Reproduce all of these lines with "photo" swapped for "image" wherever it occurs, changing nothing else, and omit the pictures from your answer.
──────── Entries
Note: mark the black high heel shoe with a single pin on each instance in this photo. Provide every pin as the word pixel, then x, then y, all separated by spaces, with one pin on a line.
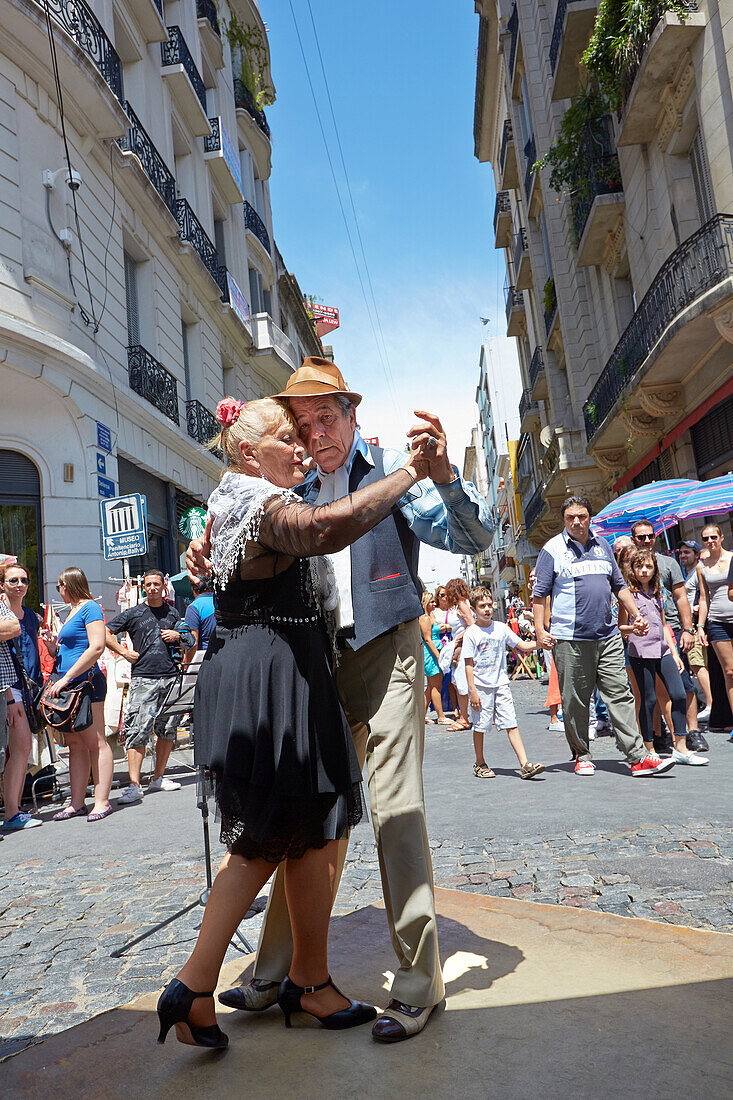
pixel 288 999
pixel 173 1008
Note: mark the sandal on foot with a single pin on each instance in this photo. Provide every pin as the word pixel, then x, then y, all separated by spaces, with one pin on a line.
pixel 67 812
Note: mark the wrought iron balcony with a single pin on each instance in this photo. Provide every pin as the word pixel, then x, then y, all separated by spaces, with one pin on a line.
pixel 533 508
pixel 502 206
pixel 513 28
pixel 536 366
pixel 507 135
pixel 175 52
pixel 244 99
pixel 526 405
pixel 598 173
pixel 149 378
pixel 83 25
pixel 190 230
pixel 200 425
pixel 254 222
pixel 531 157
pixel 698 265
pixel 206 9
pixel 138 141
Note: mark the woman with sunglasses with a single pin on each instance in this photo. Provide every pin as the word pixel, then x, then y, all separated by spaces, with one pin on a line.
pixel 13 582
pixel 80 642
pixel 715 608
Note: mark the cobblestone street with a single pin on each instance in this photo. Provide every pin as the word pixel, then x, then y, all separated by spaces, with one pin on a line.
pixel 69 893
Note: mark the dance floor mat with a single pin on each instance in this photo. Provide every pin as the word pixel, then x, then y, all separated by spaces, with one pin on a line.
pixel 542 1000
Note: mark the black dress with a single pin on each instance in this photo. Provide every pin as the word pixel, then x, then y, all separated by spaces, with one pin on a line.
pixel 269 722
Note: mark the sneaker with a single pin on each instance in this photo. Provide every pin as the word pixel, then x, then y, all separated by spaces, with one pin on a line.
pixel 132 793
pixel 696 741
pixel 689 758
pixel 163 784
pixel 20 821
pixel 652 766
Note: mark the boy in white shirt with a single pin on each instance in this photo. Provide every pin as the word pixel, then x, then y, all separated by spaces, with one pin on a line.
pixel 490 695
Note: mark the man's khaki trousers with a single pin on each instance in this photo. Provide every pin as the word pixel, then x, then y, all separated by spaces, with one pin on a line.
pixel 381 686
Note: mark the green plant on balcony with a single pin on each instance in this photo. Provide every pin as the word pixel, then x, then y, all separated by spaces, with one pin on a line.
pixel 549 297
pixel 249 48
pixel 622 31
pixel 584 117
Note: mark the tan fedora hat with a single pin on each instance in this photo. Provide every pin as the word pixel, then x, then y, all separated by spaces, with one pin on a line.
pixel 317 377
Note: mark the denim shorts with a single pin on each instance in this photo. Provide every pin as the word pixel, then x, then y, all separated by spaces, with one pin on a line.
pixel 146 699
pixel 721 630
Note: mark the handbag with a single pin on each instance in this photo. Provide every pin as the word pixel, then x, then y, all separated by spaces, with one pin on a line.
pixel 30 690
pixel 70 711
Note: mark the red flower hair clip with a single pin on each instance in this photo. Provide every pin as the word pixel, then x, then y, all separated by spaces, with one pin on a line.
pixel 228 410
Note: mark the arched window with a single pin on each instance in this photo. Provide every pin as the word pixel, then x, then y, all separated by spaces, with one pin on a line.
pixel 20 518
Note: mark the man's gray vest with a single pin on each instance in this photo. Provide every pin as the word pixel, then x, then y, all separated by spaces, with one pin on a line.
pixel 385 587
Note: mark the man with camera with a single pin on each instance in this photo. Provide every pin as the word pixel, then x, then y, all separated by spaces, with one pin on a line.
pixel 155 634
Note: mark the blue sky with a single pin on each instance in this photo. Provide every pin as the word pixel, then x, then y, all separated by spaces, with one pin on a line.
pixel 402 79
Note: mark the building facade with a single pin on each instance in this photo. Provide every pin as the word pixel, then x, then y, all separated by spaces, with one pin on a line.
pixel 133 299
pixel 620 277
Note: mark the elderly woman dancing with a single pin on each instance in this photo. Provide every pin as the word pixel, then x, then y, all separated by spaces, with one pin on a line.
pixel 269 722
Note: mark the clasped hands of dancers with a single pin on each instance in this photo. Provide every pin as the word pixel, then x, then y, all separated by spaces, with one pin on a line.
pixel 317 605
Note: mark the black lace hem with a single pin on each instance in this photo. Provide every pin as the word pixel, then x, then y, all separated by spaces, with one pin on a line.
pixel 259 824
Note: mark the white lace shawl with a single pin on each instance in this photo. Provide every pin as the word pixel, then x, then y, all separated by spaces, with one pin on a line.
pixel 237 505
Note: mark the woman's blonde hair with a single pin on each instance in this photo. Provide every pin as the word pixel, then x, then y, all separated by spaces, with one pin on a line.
pixel 77 586
pixel 255 419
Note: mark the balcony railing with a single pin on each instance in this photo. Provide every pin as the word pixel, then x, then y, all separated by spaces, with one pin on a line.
pixel 536 366
pixel 526 404
pixel 513 28
pixel 254 222
pixel 175 52
pixel 700 263
pixel 506 138
pixel 190 230
pixel 206 9
pixel 200 425
pixel 531 157
pixel 598 173
pixel 521 246
pixel 503 205
pixel 149 378
pixel 83 25
pixel 557 32
pixel 514 299
pixel 138 141
pixel 244 98
pixel 533 508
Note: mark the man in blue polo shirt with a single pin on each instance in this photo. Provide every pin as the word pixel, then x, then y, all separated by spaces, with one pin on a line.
pixel 578 571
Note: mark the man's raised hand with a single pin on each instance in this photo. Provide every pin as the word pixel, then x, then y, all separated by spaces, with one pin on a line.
pixel 428 440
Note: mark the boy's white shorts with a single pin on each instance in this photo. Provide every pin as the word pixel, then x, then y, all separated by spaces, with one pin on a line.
pixel 496 710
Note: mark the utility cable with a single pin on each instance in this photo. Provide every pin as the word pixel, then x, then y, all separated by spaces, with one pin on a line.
pixel 340 201
pixel 348 183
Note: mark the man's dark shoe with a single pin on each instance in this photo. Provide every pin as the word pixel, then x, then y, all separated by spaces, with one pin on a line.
pixel 400 1021
pixel 696 741
pixel 255 997
pixel 664 744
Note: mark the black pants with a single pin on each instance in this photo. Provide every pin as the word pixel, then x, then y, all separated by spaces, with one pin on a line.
pixel 646 669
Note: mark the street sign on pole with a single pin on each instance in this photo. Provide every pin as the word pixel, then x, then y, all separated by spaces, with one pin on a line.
pixel 124 526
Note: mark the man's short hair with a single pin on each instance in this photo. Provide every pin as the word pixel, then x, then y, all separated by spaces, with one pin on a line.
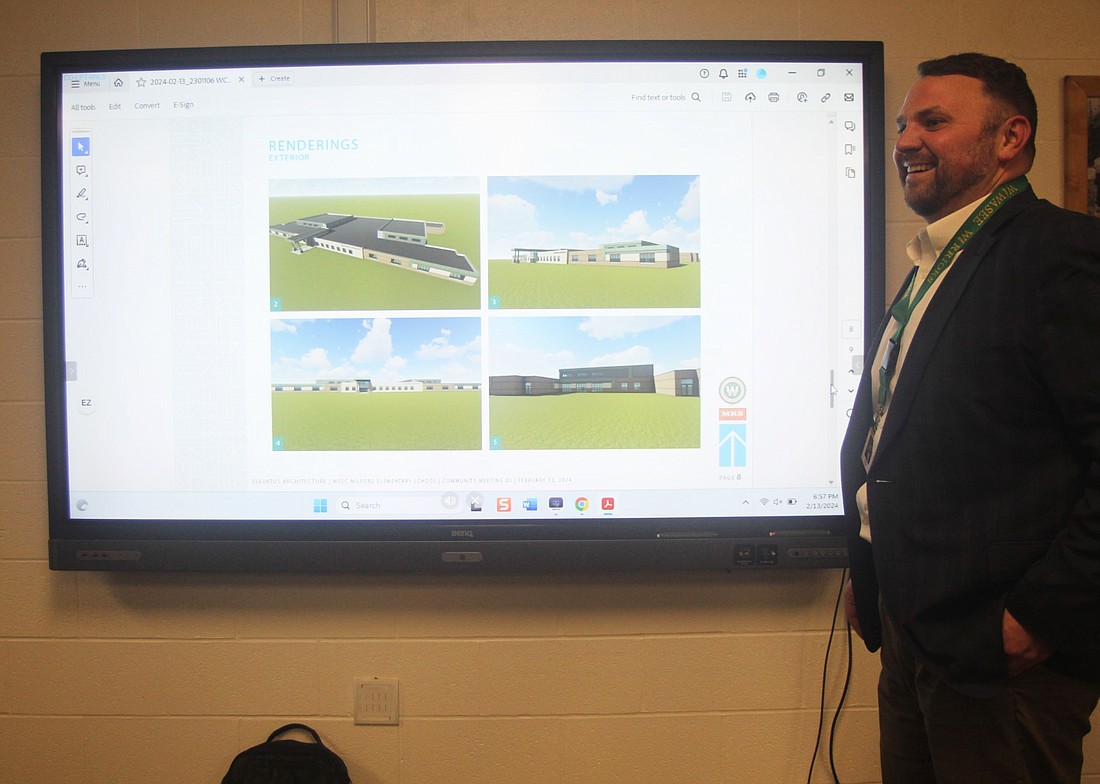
────────────────
Solution
Note: mark the black high heel shoe with a single pin on each instance in this image. Provide every pin as the word pixel, then x, then y, all separated by spaces, with one pin on a line.
pixel 288 999
pixel 173 1008
Note: mark the sandal on foot with a single pin on each instance in this image. Provide every pin as the word pixel, then x, then y, all separated by spaces, with one pin on a line.
pixel 67 812
Note: mark the wrought iron balcony with a single pin on each instance in this image. Provide every pin as the word pixel, then x, then y, all separated by spaces, with one pin on a line.
pixel 533 508
pixel 502 206
pixel 513 28
pixel 536 366
pixel 507 135
pixel 175 52
pixel 244 99
pixel 526 405
pixel 598 173
pixel 149 378
pixel 83 25
pixel 190 230
pixel 200 425
pixel 254 222
pixel 531 157
pixel 698 265
pixel 206 9
pixel 138 141
Note: mark the woman with sunglasses with a single pin on each instance in this image. Provide every pin as the word pixel, then x, then y, all separated by spaces, with one pin on a line.
pixel 13 582
pixel 80 642
pixel 715 608
Note: mark the cobblestone street with a single pin on each instance in this image. Provide every pin as the word pixel, then x, then y, all separated by spaces, with one pin on a line.
pixel 69 893
Note: mark the dance floor mat with a single pin on each instance in this image. Provide every pin as the word pixel, then x, then y, all separated by spaces, with one pin on a line.
pixel 542 1000
Note: mark the black dress with a single pin on each instance in this image. Provide every pin as the word pixel, then x, then y, all separated by spaces, with one pin on a line.
pixel 269 722
Note: mark the sneaker with a single pin on each instance in this image. Provide every pin as the word pixel, then x, then y, all separated by spaces, with one pin on a line.
pixel 132 793
pixel 696 741
pixel 689 758
pixel 163 784
pixel 20 821
pixel 652 766
Note: mark the boy in white shirt with a single pin on each instance in this image. Provide every pin as the word pixel, then x, then y, all separated by spaces, with one pin on a line.
pixel 490 695
Note: mark the man's khaki trousers with a single pin on each instance in this image. Provide every pin as the word pixel, then x, then y, all separated by spaces, with one pin on a line.
pixel 381 686
Note: mark the green plant on balcony with a single pin on each instance in this image. Provide every pin as the word pixel, then x, then y, all separated by spaces, with one pin on a line.
pixel 549 297
pixel 249 48
pixel 622 31
pixel 584 117
Note: mark the tan fedora hat with a single pin on each instance in this image. Provide every pin as the word pixel, then x, then y, all separated by spaces, with one pin on a line.
pixel 317 377
Note: mark the denim shorts with a single pin on each instance in this image. Provide every pin as the word pixel, then x, then y, all separated by spaces, with one pin on a line.
pixel 146 699
pixel 721 630
Note: mark the handbag with a single pin on each instance in this image. Provide every pin as the word pixel, then x, then y, all separated by spaces, with one pin on a line.
pixel 30 690
pixel 70 711
Note: mark the red flower hair clip with a single pin on each instance in this image. Provide every pin as the word pixel, then x, then y, all separated by spaces, with one pin on a line.
pixel 228 410
Note: mark the arched window with a single pin on each instance in this image. Provide every pin as the word pixel, then x, then y, all separated by spaces, with one pin on a line.
pixel 20 518
Note: mark the man's gray vest with a single pin on each instance in this image. Provide every pin as the word pixel, then x, then y, all separated by spaces, with one pin on a line.
pixel 385 587
Note: mark the man with camera with a single pin on each instance in this image. Provide every pin as the word pixel, then x, then y, all separated by spaces, with one pin on a line.
pixel 155 634
Note: mark the blue sky with a single pin on each instance in this image. Provide every pin as the word pixel, then x, then y, all separated by spaces, with one pin on a line.
pixel 402 79
Note: mark the building facade with a single pin on each instance in this image. Provide every pin as the word pixel, then x, then y, all separated by spaces, with one pin on a line.
pixel 133 299
pixel 620 277
Note: mark the elderly woman dancing with a single pin on each instance in this image. Provide every pin as the word pixel, then x, then y, all separated by spaces, with one pin on a line.
pixel 269 722
Note: mark the clasped hands of dancers with a single pin on each instance in this image. Provide every pin as the word pixel, then x, then y, all separated by spaces, with one pin on a line.
pixel 317 605
Note: mark the black lace hem with a single pin on each instance in this image. Provide every pin as the word pixel, then x, then y, all separated by spaces, with one pin on a line.
pixel 259 824
Note: mark the white lace shawl with a single pin on each instance in this image. Provide every pin as the word pixel, then x, then y, all separated by spaces, with one pin on a line.
pixel 237 505
Note: mark the woman's blonde hair with a single pin on each instance in this image. Provide every pin as the word pixel, then x, then y, all separated by spaces, with one pin on a line.
pixel 77 586
pixel 255 419
Note: mark the balcony railing with a single pin on each instance in this image. Provide every pin as the word pixel, then x, then y, all separated by spaces, with one pin on a line.
pixel 536 366
pixel 526 404
pixel 513 28
pixel 254 222
pixel 175 52
pixel 700 263
pixel 506 138
pixel 190 230
pixel 206 9
pixel 200 425
pixel 531 157
pixel 598 173
pixel 521 246
pixel 503 205
pixel 149 378
pixel 83 25
pixel 557 32
pixel 514 299
pixel 138 141
pixel 244 98
pixel 533 508
Note: mark the man in blue polo shirt with a single pin on each instance in this image. Provide every pin as the word pixel, then x, then y, all separated by spaces, with one pin on a line.
pixel 578 571
Note: mark the man's raised hand with a single pin on each instance in this image. Provide every pin as the word pixel, then x, then y, all separated by spaces, with one pin on a line.
pixel 428 440
Note: mark the boy's white shorts with a single pin on each instance in this image. Provide every pin as the word pixel, then x, then y, all separated by spaces, with one pin on a line.
pixel 496 710
Note: mark the utility cable with a single pin on each instance in this image. Provide every pin as the word pixel, then x, then y, all separated by spaces, with one pin on a line.
pixel 340 201
pixel 348 183
Note: mark the man's dark shoe with a single pin on each instance in this image. Provide every pin as the word pixel, then x, then y, all separated by spaces, with one pin on a line.
pixel 400 1021
pixel 696 741
pixel 255 997
pixel 664 744
Note: mark the black pants with a single pin on each instance in this image. Provide every pin as the word pixel, then x, then y, all separated by spaces, with one pin on a line.
pixel 646 669
Note: mark the street sign on pole with a single pin on each instance in this image. Provide every pin as the word pixel, then x, then y, all separated by spaces, with one pin on a line.
pixel 124 526
Note: mark the man's short hair with a single pin on each instance in this image. Provide every pin as the word pixel, then x, then y, all separated by spaces, with one pin on a line.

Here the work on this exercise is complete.